Records from a data source
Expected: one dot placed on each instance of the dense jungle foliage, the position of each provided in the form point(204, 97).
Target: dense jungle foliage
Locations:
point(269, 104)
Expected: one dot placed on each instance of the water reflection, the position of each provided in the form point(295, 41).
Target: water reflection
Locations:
...
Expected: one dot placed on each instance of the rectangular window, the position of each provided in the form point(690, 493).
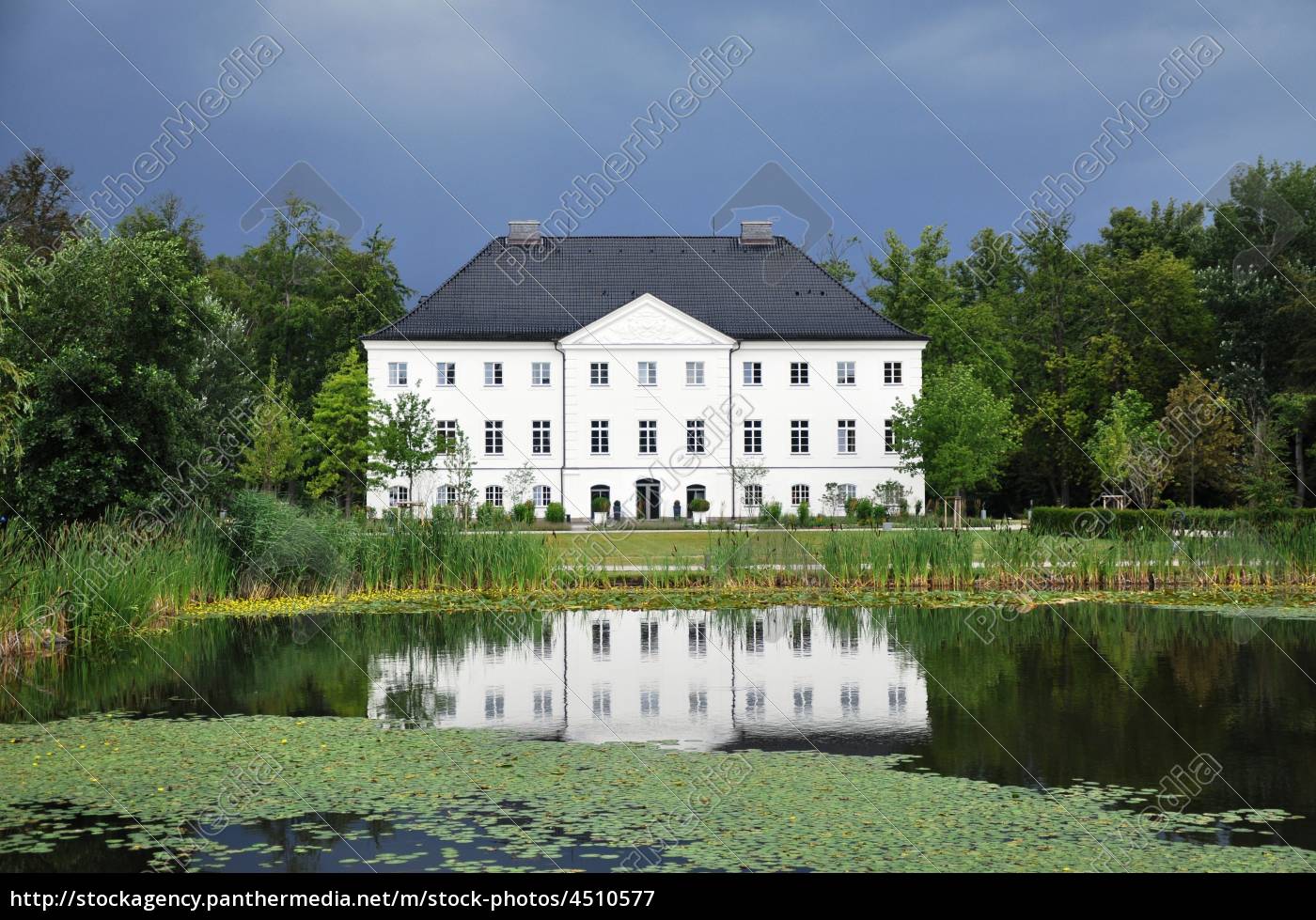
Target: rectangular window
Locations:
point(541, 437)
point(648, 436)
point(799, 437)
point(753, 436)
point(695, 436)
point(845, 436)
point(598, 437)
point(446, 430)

EXERCISE GOAL
In the part of the rows that starts with the line containing "Expected: one dot placed on each instance of the dense" and ends with the line containing "point(269, 104)", swap "jungle" for "forest" and write those lines out again with nothing else changed.

TASK SOLUTION
Expected: one dot placed on each instance of the dense forest foliage, the position of each provided in the form point(204, 97).
Target: dense forest foliage
Locations:
point(269, 104)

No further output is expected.